RECORDS SUPPLIED:
+++

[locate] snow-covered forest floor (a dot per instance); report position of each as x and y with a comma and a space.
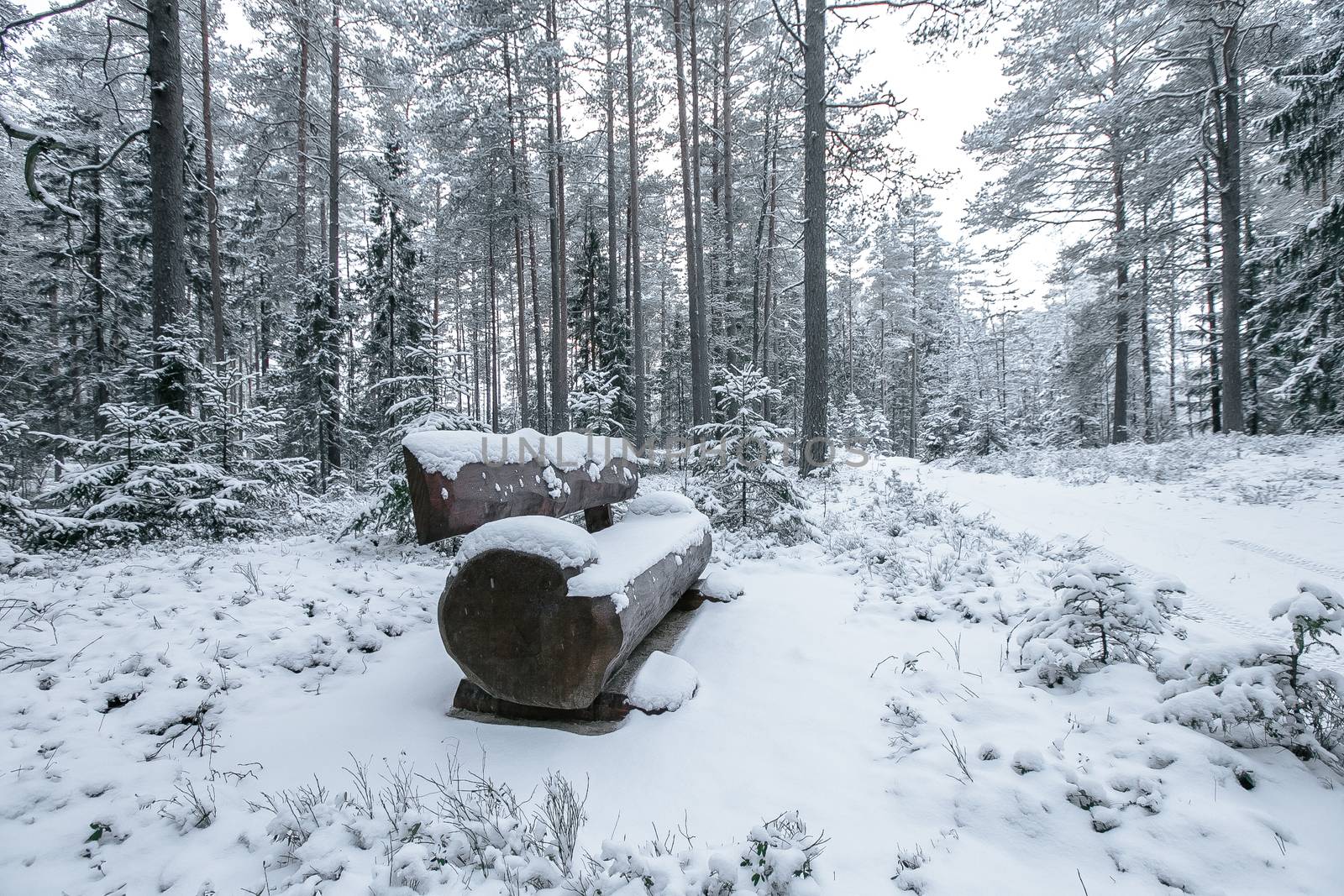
270, 716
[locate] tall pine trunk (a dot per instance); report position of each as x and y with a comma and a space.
521, 344
701, 396
1229, 167
642, 411
217, 286
331, 401
167, 223
694, 280
815, 391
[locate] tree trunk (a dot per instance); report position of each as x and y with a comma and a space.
302, 161
701, 392
331, 418
559, 311
694, 280
1230, 219
613, 271
642, 411
217, 286
167, 223
1120, 410
1215, 376
729, 269
521, 359
815, 238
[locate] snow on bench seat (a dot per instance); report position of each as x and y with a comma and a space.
655, 526
539, 613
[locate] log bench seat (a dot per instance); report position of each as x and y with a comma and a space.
541, 613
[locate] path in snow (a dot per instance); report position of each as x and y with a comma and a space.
1236, 559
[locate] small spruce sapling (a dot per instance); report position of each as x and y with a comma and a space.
1100, 617
1272, 694
743, 456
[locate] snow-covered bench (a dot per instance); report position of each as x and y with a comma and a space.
541, 614
461, 479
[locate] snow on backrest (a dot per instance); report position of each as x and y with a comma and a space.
543, 537
447, 452
660, 503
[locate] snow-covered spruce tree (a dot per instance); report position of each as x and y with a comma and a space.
860, 427
1268, 694
1100, 616
409, 389
604, 378
743, 457
155, 470
595, 405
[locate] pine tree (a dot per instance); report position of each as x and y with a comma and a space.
743, 456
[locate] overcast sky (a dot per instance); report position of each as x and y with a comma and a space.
947, 96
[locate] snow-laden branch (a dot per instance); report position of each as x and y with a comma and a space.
40, 141
38, 16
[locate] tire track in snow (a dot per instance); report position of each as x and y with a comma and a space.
1203, 610
1292, 559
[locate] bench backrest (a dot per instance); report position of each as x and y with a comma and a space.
461, 479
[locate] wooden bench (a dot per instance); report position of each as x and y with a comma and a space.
538, 613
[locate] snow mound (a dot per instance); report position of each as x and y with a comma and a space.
722, 584
663, 684
542, 537
447, 452
660, 504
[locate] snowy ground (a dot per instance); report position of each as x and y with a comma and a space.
864, 680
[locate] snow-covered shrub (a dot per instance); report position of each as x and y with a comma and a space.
1268, 694
860, 427
741, 458
457, 833
24, 524
390, 508
1100, 616
155, 470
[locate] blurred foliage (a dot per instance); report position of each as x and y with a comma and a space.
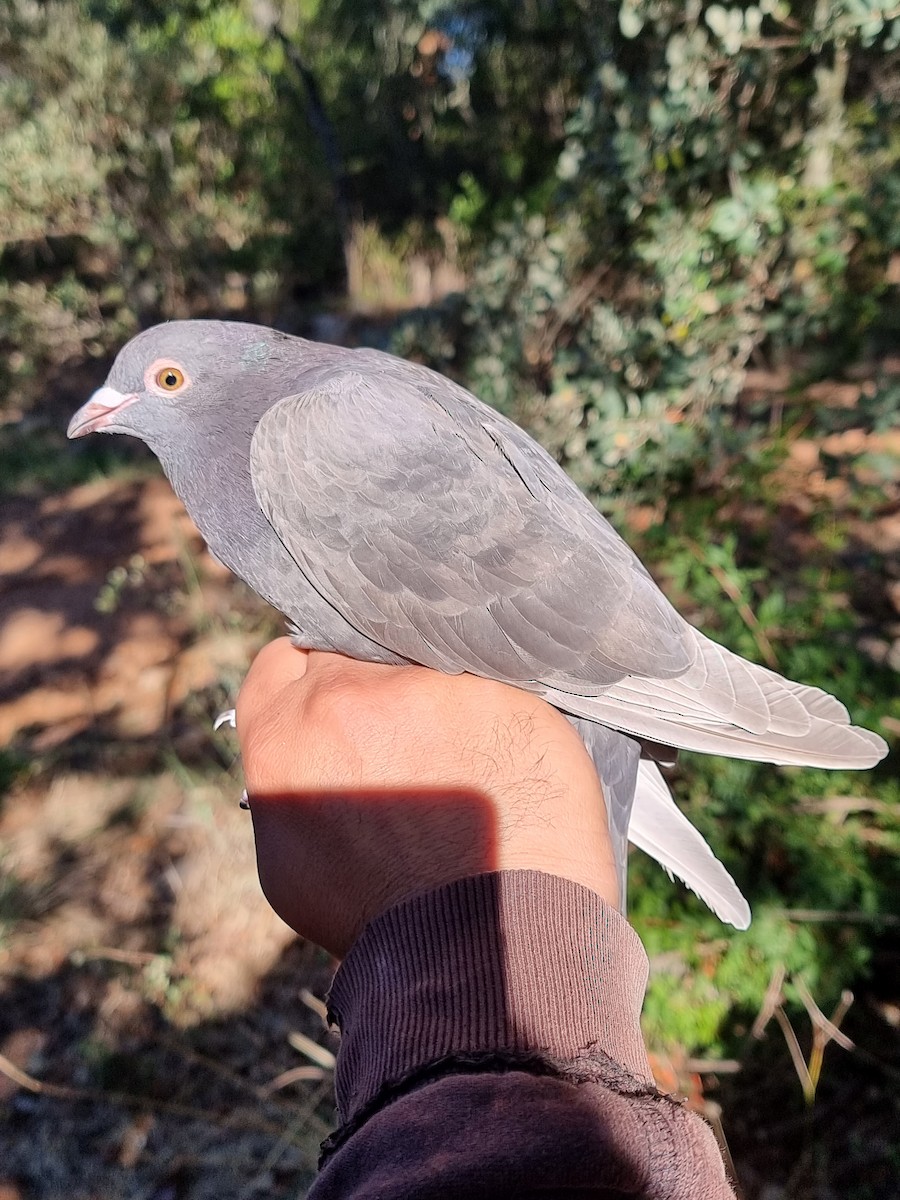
649, 197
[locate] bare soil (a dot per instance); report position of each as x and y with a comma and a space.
147, 993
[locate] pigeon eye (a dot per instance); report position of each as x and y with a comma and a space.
169, 378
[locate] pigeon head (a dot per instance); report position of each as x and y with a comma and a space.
177, 378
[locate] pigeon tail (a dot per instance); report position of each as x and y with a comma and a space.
660, 829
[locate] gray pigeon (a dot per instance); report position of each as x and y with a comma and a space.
393, 516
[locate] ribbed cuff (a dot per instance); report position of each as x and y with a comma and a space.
513, 961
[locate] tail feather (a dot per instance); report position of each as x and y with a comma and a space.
660, 828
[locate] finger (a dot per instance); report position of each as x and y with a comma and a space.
275, 667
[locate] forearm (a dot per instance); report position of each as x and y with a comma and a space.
491, 1047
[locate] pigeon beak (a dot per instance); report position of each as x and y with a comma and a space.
99, 412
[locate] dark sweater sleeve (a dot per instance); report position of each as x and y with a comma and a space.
491, 1047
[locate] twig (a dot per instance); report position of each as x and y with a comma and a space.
744, 611
769, 1001
822, 916
321, 1055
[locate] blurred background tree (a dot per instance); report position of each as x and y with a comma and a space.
663, 235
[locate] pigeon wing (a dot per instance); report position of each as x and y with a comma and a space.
431, 532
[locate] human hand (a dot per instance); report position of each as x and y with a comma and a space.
370, 783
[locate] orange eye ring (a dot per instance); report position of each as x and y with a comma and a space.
169, 378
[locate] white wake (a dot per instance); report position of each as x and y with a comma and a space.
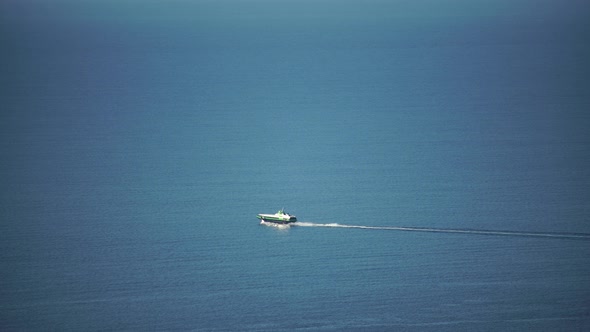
448, 230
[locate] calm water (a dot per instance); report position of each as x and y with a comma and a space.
139, 141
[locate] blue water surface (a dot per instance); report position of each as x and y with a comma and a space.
140, 140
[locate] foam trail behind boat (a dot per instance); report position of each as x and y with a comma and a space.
579, 236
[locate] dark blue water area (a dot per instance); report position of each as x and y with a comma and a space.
139, 143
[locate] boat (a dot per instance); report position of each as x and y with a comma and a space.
281, 217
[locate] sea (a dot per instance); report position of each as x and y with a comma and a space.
435, 153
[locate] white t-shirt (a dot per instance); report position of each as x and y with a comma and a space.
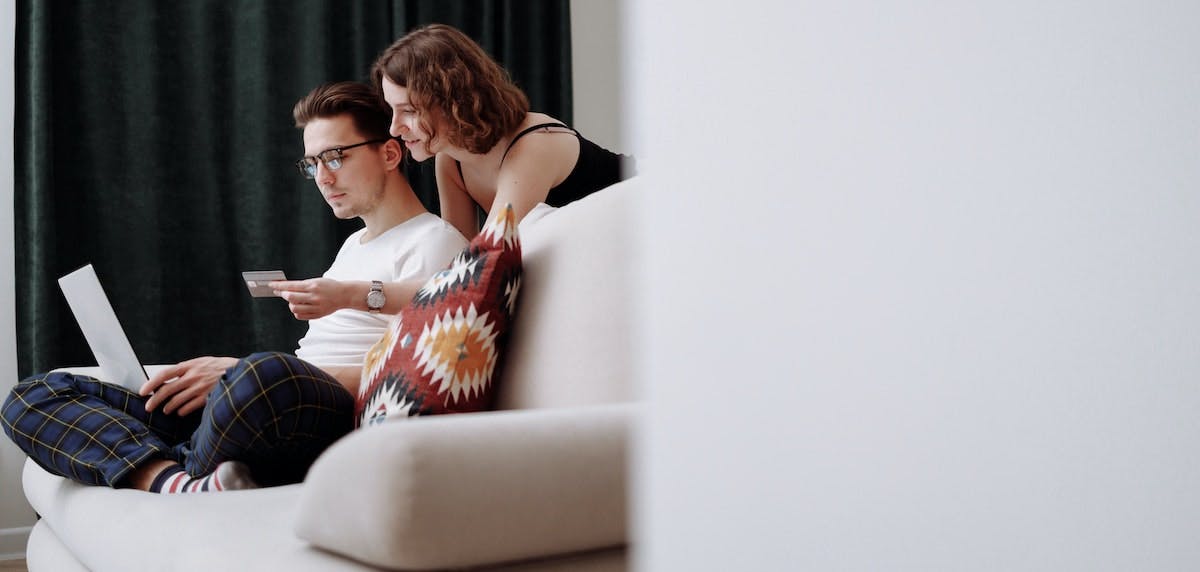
413, 250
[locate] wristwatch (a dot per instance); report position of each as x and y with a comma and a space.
375, 296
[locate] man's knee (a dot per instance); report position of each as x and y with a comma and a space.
31, 391
271, 373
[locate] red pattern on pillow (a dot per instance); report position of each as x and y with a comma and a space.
442, 354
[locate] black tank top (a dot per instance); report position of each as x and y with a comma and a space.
597, 168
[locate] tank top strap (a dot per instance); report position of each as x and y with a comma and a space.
531, 130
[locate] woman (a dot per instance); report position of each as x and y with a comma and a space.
453, 102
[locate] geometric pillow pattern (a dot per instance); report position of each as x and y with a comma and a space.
443, 353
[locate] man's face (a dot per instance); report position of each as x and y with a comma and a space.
406, 121
358, 186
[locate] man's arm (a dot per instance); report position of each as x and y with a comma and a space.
318, 297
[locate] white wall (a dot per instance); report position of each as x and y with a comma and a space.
16, 516
921, 284
595, 65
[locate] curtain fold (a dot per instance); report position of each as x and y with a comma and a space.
155, 140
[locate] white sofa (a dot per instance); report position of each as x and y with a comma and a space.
539, 485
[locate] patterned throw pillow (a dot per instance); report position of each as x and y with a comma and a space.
442, 353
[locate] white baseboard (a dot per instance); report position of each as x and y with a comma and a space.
12, 542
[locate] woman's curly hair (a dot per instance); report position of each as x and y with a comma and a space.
453, 82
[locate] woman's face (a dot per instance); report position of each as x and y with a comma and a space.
406, 121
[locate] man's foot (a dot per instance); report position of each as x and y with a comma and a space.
229, 475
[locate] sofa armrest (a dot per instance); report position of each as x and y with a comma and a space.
471, 489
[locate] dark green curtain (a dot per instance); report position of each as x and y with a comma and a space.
155, 140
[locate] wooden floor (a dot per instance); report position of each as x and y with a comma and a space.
13, 566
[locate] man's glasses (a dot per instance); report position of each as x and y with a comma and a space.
331, 157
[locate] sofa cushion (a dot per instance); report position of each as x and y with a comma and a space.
130, 530
573, 344
441, 354
462, 491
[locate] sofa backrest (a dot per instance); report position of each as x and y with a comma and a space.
570, 341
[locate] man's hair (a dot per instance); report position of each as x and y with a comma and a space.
354, 98
449, 77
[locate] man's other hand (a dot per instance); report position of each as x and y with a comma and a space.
184, 387
313, 297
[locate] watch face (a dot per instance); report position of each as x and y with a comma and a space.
375, 299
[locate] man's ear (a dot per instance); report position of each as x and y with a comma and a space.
393, 152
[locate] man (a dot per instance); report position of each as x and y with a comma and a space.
215, 423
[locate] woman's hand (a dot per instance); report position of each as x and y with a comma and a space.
185, 386
315, 297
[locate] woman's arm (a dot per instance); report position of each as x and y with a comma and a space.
535, 163
457, 208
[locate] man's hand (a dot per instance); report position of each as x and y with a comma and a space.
184, 387
315, 297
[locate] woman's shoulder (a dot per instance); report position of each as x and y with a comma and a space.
537, 119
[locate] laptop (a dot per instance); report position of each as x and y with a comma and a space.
109, 344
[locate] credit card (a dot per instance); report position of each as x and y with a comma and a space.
257, 281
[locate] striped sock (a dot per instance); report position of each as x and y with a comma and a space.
229, 475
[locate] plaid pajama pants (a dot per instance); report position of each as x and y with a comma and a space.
273, 411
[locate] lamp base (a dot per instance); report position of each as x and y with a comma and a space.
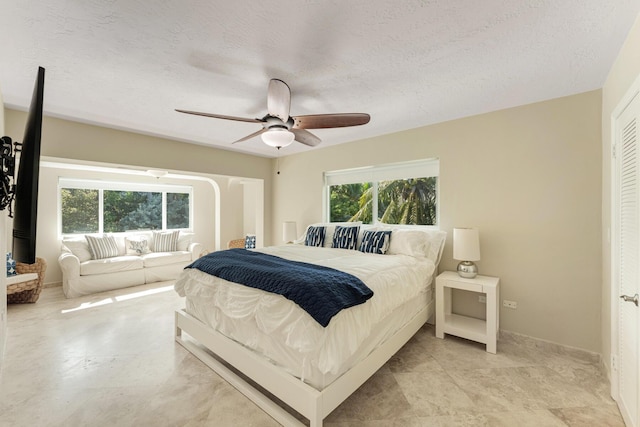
467, 269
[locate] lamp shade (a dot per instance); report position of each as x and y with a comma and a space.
466, 244
289, 231
278, 137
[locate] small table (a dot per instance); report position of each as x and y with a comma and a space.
484, 331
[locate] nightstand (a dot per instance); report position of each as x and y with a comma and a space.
484, 331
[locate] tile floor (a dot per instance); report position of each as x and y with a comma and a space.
110, 360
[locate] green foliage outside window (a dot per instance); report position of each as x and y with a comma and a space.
121, 211
402, 201
132, 210
80, 210
345, 201
177, 210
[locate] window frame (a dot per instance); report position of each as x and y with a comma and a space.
423, 168
101, 186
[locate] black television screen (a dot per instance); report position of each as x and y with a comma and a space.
26, 196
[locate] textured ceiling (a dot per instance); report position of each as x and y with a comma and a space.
127, 64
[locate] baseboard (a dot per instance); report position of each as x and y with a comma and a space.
550, 346
51, 285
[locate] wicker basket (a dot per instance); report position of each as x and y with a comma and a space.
27, 291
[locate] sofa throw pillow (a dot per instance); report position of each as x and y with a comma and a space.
136, 245
375, 242
345, 237
315, 236
165, 241
102, 246
250, 242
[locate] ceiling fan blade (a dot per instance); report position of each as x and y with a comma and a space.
306, 137
324, 121
250, 136
220, 116
279, 99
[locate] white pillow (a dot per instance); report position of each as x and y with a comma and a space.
165, 241
79, 248
409, 242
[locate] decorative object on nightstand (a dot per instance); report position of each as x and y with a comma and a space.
250, 241
466, 249
484, 331
289, 231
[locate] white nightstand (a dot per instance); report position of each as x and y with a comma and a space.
484, 331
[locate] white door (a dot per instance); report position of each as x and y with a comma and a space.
626, 259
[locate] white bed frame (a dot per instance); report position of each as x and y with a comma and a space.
312, 404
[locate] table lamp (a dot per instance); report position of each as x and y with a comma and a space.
289, 231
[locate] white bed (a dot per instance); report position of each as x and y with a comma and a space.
279, 346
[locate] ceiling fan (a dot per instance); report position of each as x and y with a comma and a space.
279, 129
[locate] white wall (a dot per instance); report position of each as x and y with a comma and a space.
624, 71
48, 237
527, 177
64, 139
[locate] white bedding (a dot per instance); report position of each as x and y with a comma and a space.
283, 332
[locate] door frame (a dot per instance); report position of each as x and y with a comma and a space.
632, 92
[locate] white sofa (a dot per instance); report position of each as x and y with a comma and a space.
83, 275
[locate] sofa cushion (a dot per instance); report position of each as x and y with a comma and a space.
164, 258
136, 245
184, 240
104, 246
79, 248
111, 265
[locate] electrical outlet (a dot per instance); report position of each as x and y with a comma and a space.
510, 304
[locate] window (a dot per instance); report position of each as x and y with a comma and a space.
97, 207
403, 193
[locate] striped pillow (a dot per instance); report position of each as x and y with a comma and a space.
315, 236
102, 246
375, 242
345, 237
165, 241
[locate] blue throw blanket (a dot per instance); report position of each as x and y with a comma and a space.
320, 291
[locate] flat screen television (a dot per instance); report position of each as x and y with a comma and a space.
25, 211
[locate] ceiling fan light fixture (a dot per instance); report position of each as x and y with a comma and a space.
278, 137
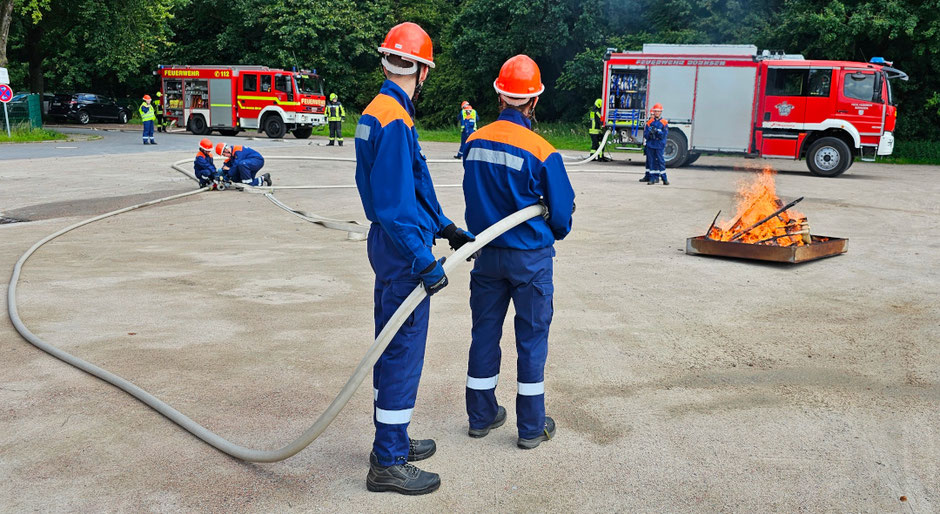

+++

EXERCISE AIM:
Pull every line from the listing above that contains the string "seat", treating matches as case-sensitive.

WRITTEN SOLUTION:
[locate] snow on bench seat (a dot per instance); report position of each as x and y with a comma and a space.
[locate] log bench seat (a dot per instance); report position of each as x and y with a comma and a space.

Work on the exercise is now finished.